Work required
All of the records below should be output exactly.

Position identification records
==*==

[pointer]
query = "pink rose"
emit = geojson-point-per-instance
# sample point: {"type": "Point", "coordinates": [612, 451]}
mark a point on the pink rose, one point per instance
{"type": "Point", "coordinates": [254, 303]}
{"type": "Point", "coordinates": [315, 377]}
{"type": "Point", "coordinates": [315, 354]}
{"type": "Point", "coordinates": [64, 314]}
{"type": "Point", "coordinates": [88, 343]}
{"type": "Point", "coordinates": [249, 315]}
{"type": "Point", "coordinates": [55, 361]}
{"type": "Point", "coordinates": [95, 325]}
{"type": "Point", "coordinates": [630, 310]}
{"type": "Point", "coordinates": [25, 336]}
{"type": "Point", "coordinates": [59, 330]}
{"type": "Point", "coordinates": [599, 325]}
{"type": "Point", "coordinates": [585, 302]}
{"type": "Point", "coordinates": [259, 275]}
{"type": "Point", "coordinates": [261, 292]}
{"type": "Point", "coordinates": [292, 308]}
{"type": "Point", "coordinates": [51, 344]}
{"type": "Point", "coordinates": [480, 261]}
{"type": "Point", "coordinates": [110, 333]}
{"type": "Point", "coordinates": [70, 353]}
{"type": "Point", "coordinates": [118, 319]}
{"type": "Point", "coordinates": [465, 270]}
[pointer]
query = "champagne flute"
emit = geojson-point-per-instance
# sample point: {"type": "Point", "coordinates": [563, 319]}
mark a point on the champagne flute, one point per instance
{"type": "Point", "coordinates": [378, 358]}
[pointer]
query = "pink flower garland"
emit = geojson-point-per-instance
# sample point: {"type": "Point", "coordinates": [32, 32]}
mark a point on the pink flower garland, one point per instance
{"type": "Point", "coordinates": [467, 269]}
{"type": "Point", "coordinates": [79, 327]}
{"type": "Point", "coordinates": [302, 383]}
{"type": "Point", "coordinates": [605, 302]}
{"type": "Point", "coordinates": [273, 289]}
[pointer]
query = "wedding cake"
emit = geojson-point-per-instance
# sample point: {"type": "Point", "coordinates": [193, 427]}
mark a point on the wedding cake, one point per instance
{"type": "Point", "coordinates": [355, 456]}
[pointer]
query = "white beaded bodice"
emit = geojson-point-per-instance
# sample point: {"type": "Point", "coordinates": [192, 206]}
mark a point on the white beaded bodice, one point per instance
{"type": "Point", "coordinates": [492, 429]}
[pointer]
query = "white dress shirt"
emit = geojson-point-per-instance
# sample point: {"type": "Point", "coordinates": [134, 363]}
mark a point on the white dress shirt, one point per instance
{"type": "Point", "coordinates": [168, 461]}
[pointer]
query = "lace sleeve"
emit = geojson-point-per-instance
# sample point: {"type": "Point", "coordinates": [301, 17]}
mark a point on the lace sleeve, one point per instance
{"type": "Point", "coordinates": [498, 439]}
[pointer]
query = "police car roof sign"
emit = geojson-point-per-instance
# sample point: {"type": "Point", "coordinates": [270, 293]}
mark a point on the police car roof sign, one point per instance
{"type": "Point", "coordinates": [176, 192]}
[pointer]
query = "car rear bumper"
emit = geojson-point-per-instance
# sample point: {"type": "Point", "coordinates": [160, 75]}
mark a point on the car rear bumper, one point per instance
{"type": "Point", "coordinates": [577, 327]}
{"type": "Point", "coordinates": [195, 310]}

==*==

Result of this task
[pointer]
query = "pink rose"
emit = geojson-point-per-instance
# sample point: {"type": "Point", "coordinates": [612, 451]}
mark a point on the pink rose, one point per instance
{"type": "Point", "coordinates": [254, 303]}
{"type": "Point", "coordinates": [315, 377]}
{"type": "Point", "coordinates": [315, 354]}
{"type": "Point", "coordinates": [64, 314]}
{"type": "Point", "coordinates": [88, 343]}
{"type": "Point", "coordinates": [249, 315]}
{"type": "Point", "coordinates": [55, 361]}
{"type": "Point", "coordinates": [95, 325]}
{"type": "Point", "coordinates": [630, 310]}
{"type": "Point", "coordinates": [25, 336]}
{"type": "Point", "coordinates": [59, 330]}
{"type": "Point", "coordinates": [599, 325]}
{"type": "Point", "coordinates": [585, 302]}
{"type": "Point", "coordinates": [259, 275]}
{"type": "Point", "coordinates": [261, 292]}
{"type": "Point", "coordinates": [292, 308]}
{"type": "Point", "coordinates": [51, 344]}
{"type": "Point", "coordinates": [480, 261]}
{"type": "Point", "coordinates": [110, 333]}
{"type": "Point", "coordinates": [70, 353]}
{"type": "Point", "coordinates": [118, 319]}
{"type": "Point", "coordinates": [465, 270]}
[pointer]
query = "champagne flute"
emit = geojson-point-per-instance
# sample point: {"type": "Point", "coordinates": [563, 319]}
mark a point on the champagne flute, one point per instance
{"type": "Point", "coordinates": [378, 358]}
[pointer]
query = "pink flower garland"
emit = geojson-point-per-instance
# sample point: {"type": "Point", "coordinates": [32, 32]}
mark a point on the pink flower garland, one point per instance
{"type": "Point", "coordinates": [467, 269]}
{"type": "Point", "coordinates": [79, 327]}
{"type": "Point", "coordinates": [302, 383]}
{"type": "Point", "coordinates": [605, 302]}
{"type": "Point", "coordinates": [273, 289]}
[pointer]
query = "wedding cake"
emit = geojson-point-per-instance
# sample point: {"type": "Point", "coordinates": [193, 427]}
mark a point on the wedding cake, one point per instance
{"type": "Point", "coordinates": [355, 456]}
[pointer]
query = "white beaded bodice"
emit = geojson-point-per-instance
# sample point: {"type": "Point", "coordinates": [192, 206]}
mark a point on the white beaded bodice, one point per instance
{"type": "Point", "coordinates": [492, 429]}
[pointer]
query = "white dress shirt"
emit = geojson-point-per-instance
# sample point: {"type": "Point", "coordinates": [134, 363]}
mark a point on the white dress shirt, one point per instance
{"type": "Point", "coordinates": [168, 461]}
[pointer]
query = "lace sleeve"
emit = geojson-point-per-instance
# sample point: {"type": "Point", "coordinates": [301, 17]}
mark a point on the lace sleeve, one point per instance
{"type": "Point", "coordinates": [498, 439]}
[pointer]
query = "police car roof sign"
emit = geojson-point-per-instance
# sample point: {"type": "Point", "coordinates": [270, 293]}
mark a point on the police car roof sign, one point per instance
{"type": "Point", "coordinates": [176, 192]}
[pointer]
query = "car rear bumper"
emit = geojson-point-per-instance
# sample point: {"type": "Point", "coordinates": [160, 75]}
mark a point on the car rear bumper, one point per instance
{"type": "Point", "coordinates": [577, 327]}
{"type": "Point", "coordinates": [195, 310]}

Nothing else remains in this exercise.